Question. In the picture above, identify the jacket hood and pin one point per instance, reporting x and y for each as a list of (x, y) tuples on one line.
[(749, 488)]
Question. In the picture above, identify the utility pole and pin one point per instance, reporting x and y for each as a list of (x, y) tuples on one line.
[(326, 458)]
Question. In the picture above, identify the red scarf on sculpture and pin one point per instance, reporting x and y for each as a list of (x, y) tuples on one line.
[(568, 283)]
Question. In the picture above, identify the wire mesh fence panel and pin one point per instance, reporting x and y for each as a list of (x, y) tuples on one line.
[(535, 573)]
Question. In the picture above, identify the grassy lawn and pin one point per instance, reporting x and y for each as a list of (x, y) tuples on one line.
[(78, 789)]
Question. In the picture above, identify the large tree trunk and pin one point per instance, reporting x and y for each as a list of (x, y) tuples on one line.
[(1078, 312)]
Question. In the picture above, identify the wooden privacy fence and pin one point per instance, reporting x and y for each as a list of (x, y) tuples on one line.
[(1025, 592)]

· · · ·

WHAT THE TASK ASKS:
From the first line to the last, set down every record exactly as written above.

EXERCISE SOLUTION:
Question. In the picture above, identify the jacket hood and pin one point per instance, reporting x and y for each as a list of (x, y) tuples on one line.
[(749, 488)]
Question. In the picture above, identify the utility pole and pin one point per instance, reporting x and y for each as a list of (x, y) tuples on one line.
[(326, 458)]
Question. In the picture above, identify the red scarf on sculpture and pin one point per instance, reporting x and y for each as a list of (x, y) tuples on one line.
[(568, 283)]
Question. In the picture above, identify the wire mesh fence panel and pin one point per instance, reporting x and y for each as a list of (x, y) tuples on one line.
[(535, 573)]
Question. In the picture above, identify the grassy lawn and pin one point per instance, reporting x and y for each as a list of (x, y) tuples on one line.
[(78, 789)]
Question. In the picture above, identify the large tree trunk and pin one point per instance, reporting x and y for each as a list of (x, y) tuples on one line.
[(1078, 312)]
Question. In the picture above, identify the wooden privacy fence and pin one point per instance, reporting x and y for each as a list of (x, y) tuples on one line.
[(1025, 592)]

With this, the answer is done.